▸ INSTRUCTIONS:
a - Can you set down, word for word, the part of the article on design for reliability starting at "Traditionally system reliability" and ending at "back after failure."?
b - How would the article on design for reliability go on after its final sentence? Write the next part.

▸ DOCUMENT PASSAGE:
Design for Reliability – driven by RTO and RPO

Reliability, maintainability, and availability (RAM) are important aspects of any software development. Availability we discussed in detailed in the last post. In this post let’s talk about Reliability.

Let’s first look at what’s the definition of reliability is – “Reliability is the probability that a product will continue to work normally over a specified interval of time, under specified conditions.

Recent disruption on Garmin services through ransomware attack, which disrupted not only sports activities, but also critical services like flight navigation and routing. This attack highlighted the importance of reliability in software development. Failures are imminent, reliable solutions are those which can recover from those failures, with minimal impact on users or consumer services.

Reliability and maintenance are inversely proportional to each other, means more reliable product requires less time and effort for maintenance. So, it’s often a NFR trade-off between reliability and maintainability. This relationship is depicted very well within following diagram,

Reliability Metrics

Traditionally system reliability was measures through MTTF (Mean time to failure) and MTTR (Mean time to restoration) metrics. MTTF is the measure of time for next failure, and MTTR is a measure of time how quickly system can be restored back after failure.

▸ DATA LINES:

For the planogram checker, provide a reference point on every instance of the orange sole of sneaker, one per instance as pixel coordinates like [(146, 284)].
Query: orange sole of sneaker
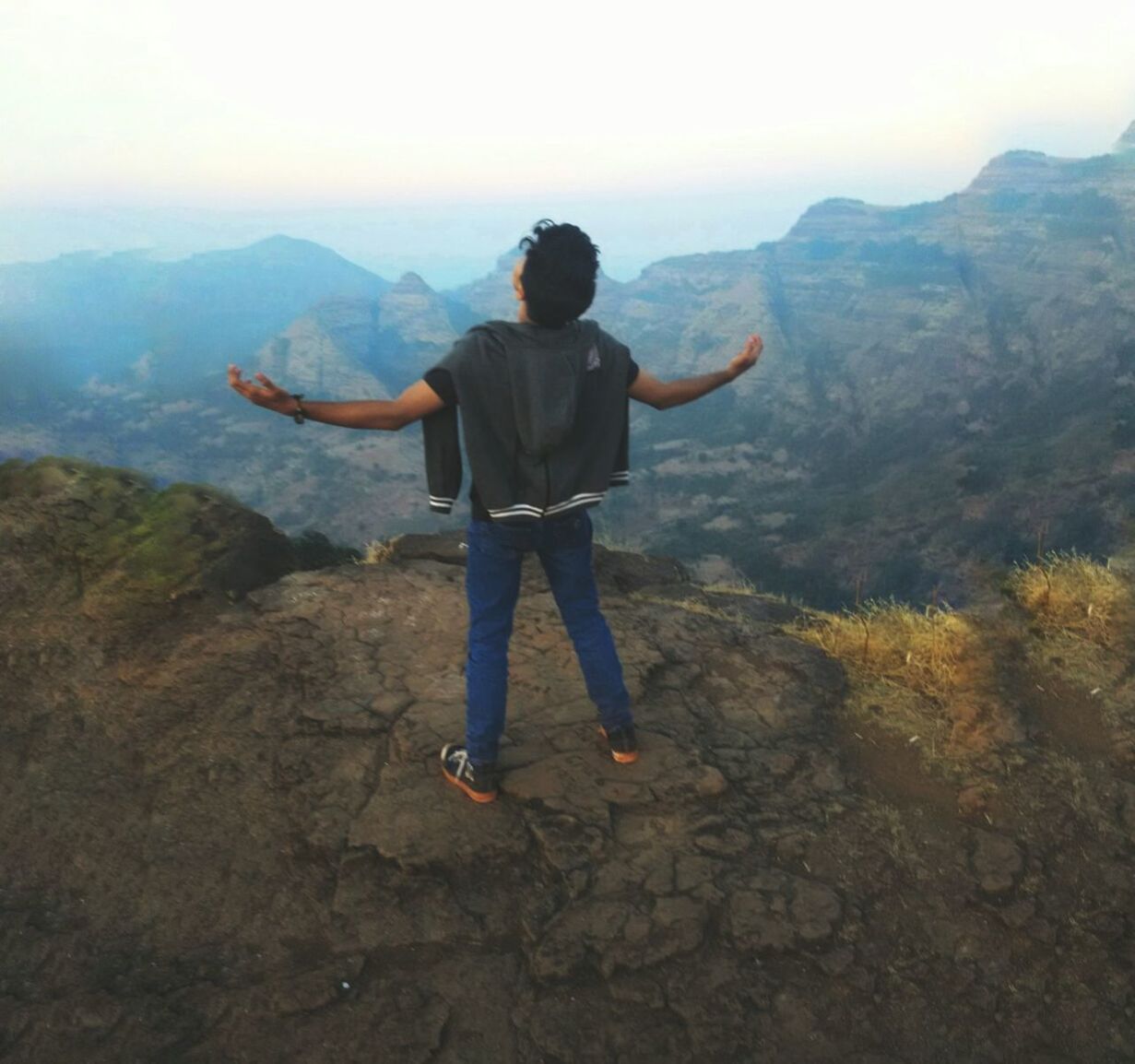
[(476, 795), (621, 758)]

▸ RESPONSES IN ORDER:
a -
Traditionally system reliability was measures through MTTF (Mean time to failure) and MTTR (Mean time to restoration) metrics. MTTF is the measure of time for next failure, and MTTR is a measure of time how quickly system can be restored back after failure.

b -
Now days, another set of similar metrics are used to define reliability requirements – RTO (recovery time objective) and RPO (recovery point objective).

  • Recovery Time Objective (RTO) is the metric which defines the time which your business can afford to be in downtime state after the disaster occurs. But if the downtime crosses defined RTO time limit, business will suffer irreparable harm. Objective is to recover services back to operational within this defined RTO time limit, after the disaster occurs.
  • Recovery Point Objective (RPO) is a measure to define the maximum tolerable amount of data that can be lost. This helps in defining the maximum time interval can occur between data backup and disaster occurrence, without causing significant damage to business.

Both RTO and RPO are business metrics, getting them defined early in the development cycle will help you in better designing and architecting the solution. In the next section, let’s look at the process, which can help you design solutions for reliability.

Design for Reliability (DfR)

DfR (design for reliability) is a process so that system performs its function within a given environment over expected lifetime. Two primary benefits of DfR process,

  1. Assurance of Reliability – DfR process embeds specific activities within the development lifecycle, which helps in ensuring reliability is baked in within the final product.
  2. Cost Control and preserve profit – helps in keeping control to the budget, which ultimately helps in preserving market share.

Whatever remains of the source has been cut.